_What is needed_: The response must restate all of the data word for word.

_Records drawn from a dataset_:
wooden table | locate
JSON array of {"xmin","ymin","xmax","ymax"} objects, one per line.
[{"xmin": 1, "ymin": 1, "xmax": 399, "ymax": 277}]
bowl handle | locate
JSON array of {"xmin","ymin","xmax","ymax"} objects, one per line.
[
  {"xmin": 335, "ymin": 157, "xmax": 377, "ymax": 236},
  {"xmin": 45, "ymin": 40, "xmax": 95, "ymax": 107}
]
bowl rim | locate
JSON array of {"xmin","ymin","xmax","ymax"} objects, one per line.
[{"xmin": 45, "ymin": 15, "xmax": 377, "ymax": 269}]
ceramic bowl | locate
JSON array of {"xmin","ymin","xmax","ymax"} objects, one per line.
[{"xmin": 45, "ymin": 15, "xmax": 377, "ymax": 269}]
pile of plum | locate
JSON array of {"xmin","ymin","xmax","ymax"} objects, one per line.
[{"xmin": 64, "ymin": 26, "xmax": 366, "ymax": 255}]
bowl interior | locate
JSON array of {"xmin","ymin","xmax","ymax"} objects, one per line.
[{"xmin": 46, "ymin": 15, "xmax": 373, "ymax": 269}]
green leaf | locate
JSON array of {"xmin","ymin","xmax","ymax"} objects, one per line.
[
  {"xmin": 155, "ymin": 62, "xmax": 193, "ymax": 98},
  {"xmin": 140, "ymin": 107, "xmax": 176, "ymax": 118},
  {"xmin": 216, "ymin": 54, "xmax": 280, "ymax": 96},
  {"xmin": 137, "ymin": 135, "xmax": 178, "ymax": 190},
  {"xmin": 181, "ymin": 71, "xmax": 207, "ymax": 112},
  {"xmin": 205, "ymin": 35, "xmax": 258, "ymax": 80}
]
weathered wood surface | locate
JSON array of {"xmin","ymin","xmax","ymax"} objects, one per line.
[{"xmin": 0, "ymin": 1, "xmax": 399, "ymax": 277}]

_Response_:
wooden table | locate
JSON array of {"xmin","ymin","xmax","ymax"} objects, one per line.
[{"xmin": 1, "ymin": 1, "xmax": 399, "ymax": 277}]
bowl handle | locate
JSON array of {"xmin","ymin","xmax","ymax"} objects, one per line.
[
  {"xmin": 335, "ymin": 157, "xmax": 377, "ymax": 236},
  {"xmin": 45, "ymin": 40, "xmax": 95, "ymax": 107}
]
bowl rim | locate
JSON array of {"xmin","ymin","xmax","ymax"} objects, one per line.
[{"xmin": 45, "ymin": 15, "xmax": 377, "ymax": 269}]
ceramic bowl | locate
JSON array of {"xmin","ymin","xmax","ymax"} objects, one per line.
[{"xmin": 45, "ymin": 15, "xmax": 377, "ymax": 269}]
pile of plum | locate
JSON array of {"xmin","ymin","xmax","ymax"} objects, one per line.
[{"xmin": 64, "ymin": 26, "xmax": 366, "ymax": 255}]
bowl interior | locate
JSON array of {"xmin","ymin","xmax","ymax"} objects, one per line.
[{"xmin": 46, "ymin": 15, "xmax": 373, "ymax": 269}]
green leaf | locate
JSON array of {"xmin","ymin","xmax","ymax"} objects, one per line.
[
  {"xmin": 155, "ymin": 62, "xmax": 193, "ymax": 98},
  {"xmin": 140, "ymin": 107, "xmax": 176, "ymax": 118},
  {"xmin": 216, "ymin": 54, "xmax": 280, "ymax": 96},
  {"xmin": 137, "ymin": 135, "xmax": 178, "ymax": 190},
  {"xmin": 181, "ymin": 71, "xmax": 207, "ymax": 112},
  {"xmin": 205, "ymin": 35, "xmax": 258, "ymax": 80}
]
weathered wood surface | locate
JSON array of {"xmin","ymin","xmax","ymax"} objects, one per line.
[{"xmin": 0, "ymin": 1, "xmax": 399, "ymax": 277}]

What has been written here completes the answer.